## What the exercise asks
Reproduce all entries word for word.

## Supplied records
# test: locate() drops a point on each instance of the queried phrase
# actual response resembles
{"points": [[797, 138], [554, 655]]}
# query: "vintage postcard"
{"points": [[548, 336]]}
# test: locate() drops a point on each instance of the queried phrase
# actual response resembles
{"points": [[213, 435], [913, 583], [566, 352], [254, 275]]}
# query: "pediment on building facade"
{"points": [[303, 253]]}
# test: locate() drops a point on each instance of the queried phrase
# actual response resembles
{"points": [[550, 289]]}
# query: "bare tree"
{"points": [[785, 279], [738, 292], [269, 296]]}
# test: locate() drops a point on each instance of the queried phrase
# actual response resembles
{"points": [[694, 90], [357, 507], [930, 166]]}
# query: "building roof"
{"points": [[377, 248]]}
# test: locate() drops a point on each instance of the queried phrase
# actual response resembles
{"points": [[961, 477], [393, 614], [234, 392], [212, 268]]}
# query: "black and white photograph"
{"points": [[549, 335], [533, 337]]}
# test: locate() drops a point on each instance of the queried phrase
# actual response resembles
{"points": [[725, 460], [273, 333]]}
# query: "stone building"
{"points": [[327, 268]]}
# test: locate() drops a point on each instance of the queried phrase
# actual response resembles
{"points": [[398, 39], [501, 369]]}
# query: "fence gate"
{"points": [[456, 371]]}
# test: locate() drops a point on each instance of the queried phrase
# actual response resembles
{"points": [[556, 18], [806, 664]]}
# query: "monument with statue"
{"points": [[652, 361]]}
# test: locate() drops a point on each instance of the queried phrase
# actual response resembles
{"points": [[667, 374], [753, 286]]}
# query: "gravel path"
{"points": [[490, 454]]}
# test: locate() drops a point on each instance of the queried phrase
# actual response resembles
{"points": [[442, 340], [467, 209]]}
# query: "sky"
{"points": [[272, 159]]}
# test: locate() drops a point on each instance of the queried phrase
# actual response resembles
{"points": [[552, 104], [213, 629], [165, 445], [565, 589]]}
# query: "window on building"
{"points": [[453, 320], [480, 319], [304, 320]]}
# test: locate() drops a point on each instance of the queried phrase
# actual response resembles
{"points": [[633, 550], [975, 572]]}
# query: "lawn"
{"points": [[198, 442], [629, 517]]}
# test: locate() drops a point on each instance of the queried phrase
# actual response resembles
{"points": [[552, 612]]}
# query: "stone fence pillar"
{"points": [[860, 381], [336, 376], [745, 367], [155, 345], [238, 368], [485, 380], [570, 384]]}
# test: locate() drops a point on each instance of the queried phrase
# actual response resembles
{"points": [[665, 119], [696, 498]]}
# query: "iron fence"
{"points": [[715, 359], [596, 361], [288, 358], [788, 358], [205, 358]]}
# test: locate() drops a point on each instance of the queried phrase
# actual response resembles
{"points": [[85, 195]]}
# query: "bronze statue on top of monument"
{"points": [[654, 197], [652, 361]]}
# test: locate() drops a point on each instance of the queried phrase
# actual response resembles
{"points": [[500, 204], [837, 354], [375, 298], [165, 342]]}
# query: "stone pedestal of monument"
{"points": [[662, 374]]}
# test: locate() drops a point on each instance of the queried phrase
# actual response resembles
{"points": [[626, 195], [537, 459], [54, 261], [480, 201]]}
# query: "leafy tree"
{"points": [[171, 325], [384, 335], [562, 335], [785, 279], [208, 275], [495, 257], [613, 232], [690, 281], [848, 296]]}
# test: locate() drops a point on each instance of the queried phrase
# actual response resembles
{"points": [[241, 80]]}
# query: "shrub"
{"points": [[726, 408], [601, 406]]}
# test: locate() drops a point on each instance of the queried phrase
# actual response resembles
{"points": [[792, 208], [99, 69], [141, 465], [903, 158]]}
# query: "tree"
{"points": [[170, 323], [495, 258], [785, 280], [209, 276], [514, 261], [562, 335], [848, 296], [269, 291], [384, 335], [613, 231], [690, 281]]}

## Response to the task
# test: locate() drops a point on each instance of the queried phrase
# actual response resembles
{"points": [[797, 138], [554, 655]]}
# query: "vintage postcard"
{"points": [[548, 336]]}
# test: locate() drops a point on each instance of the queried phrase
# actual response resembles
{"points": [[213, 435], [913, 583], [566, 352], [254, 275]]}
# query: "pediment on building facade"
{"points": [[303, 253]]}
# test: locate() drops a point on each instance of the queried phrase
# actual response resembles
{"points": [[550, 289]]}
# query: "bare tree"
{"points": [[785, 279], [738, 292], [269, 296]]}
# test: locate() drops a point on each instance of the queried phrase
# actual response resembles
{"points": [[694, 90], [357, 507], [930, 166]]}
# query: "building roof"
{"points": [[377, 248]]}
# test: locate() drops a point on each instance of the queried phrase
# actual response resembles
{"points": [[961, 477], [393, 614], [234, 392], [212, 268]]}
# query: "black and white photograph"
{"points": [[549, 335], [533, 337]]}
# test: locate() drops a point on each instance of the queried phrase
# actual response resembles
{"points": [[725, 460], [273, 333]]}
# query: "stone building"
{"points": [[327, 268]]}
# test: locate() drops a point on each instance of the queried phrase
# actual response resembles
{"points": [[398, 39], [501, 369]]}
# query: "fence gate"
{"points": [[456, 371]]}
# test: locate() drops a point on each instance of the queried phrase
# actual response resembles
{"points": [[556, 18], [806, 664]]}
# query: "monument with statue"
{"points": [[652, 361]]}
# test: locate() drops a point on each instance of the queried phrase
# actual response resembles
{"points": [[667, 374], [753, 286]]}
# query: "gravel path"
{"points": [[490, 454]]}
# test: locate() drops a point on each instance of the queried phrase
# actual response resembles
{"points": [[442, 340], [467, 209]]}
# query: "sky"
{"points": [[272, 159]]}
# test: locate() drops a point on each instance of the queried phrase
# actual response resembles
{"points": [[552, 104], [213, 629], [165, 445], [565, 589]]}
# query: "window on building"
{"points": [[453, 320], [480, 319], [304, 320]]}
# test: locate() drops a point on each instance of the queried phrase
# actual response resembles
{"points": [[633, 550], [975, 572]]}
# query: "lawn"
{"points": [[198, 442], [629, 517]]}
# test: locate() drops a point on each instance of the queried phrase
# actual response resembles
{"points": [[552, 612]]}
# query: "stone fence pillar"
{"points": [[860, 381], [336, 376], [745, 367], [155, 345], [238, 368], [485, 380], [570, 384]]}
# test: locate() drops a point on each instance of the queried phrase
# actual response resembles
{"points": [[665, 119], [696, 498]]}
# query: "iron fence"
{"points": [[715, 359], [596, 361], [288, 358], [788, 358], [205, 358]]}
# test: locate() drops a point on each instance of the queried phrase
# actual response resembles
{"points": [[85, 195]]}
# query: "bronze statue on top of monument"
{"points": [[654, 197], [652, 361]]}
# test: locate() drops a point on each instance of the queried phrase
# actual response resembles
{"points": [[500, 204], [837, 354], [375, 298], [165, 342]]}
# query: "stone pedestal of monument"
{"points": [[662, 374]]}
# test: locate() drops a point on each instance of the queried phrase
# actual response resembles
{"points": [[626, 195], [537, 459], [54, 261], [480, 201]]}
# query: "leafy tree"
{"points": [[171, 325], [384, 335], [562, 335], [785, 279], [208, 275], [495, 257], [613, 232], [690, 281], [848, 296]]}
# test: locate() drops a point on each instance of the queried phrase
# actual response resembles
{"points": [[241, 80]]}
# query: "shrub"
{"points": [[726, 408], [601, 406]]}
# test: locate() drops a point on each instance of the queried phrase
# actual response resembles
{"points": [[792, 208], [99, 69], [141, 465], [903, 158]]}
# query: "tree"
{"points": [[170, 323], [495, 258], [785, 280], [209, 276], [514, 261], [562, 335], [848, 296], [269, 291], [384, 335], [613, 231], [690, 281]]}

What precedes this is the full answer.